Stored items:
- - -

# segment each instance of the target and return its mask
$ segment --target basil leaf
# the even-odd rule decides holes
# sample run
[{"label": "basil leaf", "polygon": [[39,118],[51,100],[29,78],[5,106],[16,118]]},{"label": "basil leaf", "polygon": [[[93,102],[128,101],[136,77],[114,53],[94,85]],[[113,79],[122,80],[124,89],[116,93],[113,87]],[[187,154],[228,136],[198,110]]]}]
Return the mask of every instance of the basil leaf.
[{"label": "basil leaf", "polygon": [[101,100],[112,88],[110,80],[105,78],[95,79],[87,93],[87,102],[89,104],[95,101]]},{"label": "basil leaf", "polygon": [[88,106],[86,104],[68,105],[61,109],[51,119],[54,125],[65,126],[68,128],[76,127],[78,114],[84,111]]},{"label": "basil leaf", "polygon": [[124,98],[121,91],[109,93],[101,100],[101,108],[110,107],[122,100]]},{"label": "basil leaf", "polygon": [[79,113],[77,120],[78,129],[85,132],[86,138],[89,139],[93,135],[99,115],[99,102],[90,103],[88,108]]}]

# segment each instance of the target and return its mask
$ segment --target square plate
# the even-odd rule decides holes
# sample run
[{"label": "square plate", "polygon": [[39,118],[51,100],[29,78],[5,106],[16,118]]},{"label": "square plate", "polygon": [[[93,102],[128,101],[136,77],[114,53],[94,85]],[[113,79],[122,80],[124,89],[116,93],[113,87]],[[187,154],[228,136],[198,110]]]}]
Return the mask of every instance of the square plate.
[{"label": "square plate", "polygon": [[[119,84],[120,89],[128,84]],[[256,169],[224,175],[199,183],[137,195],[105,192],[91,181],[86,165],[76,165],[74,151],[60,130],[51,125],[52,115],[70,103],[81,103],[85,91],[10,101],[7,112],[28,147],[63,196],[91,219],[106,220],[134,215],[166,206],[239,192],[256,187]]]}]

- - -

TASK DESCRIPTION — Count the lines in the records above that contain the word "instance". Reply with the number only.

EXERCISE OUTPUT — 4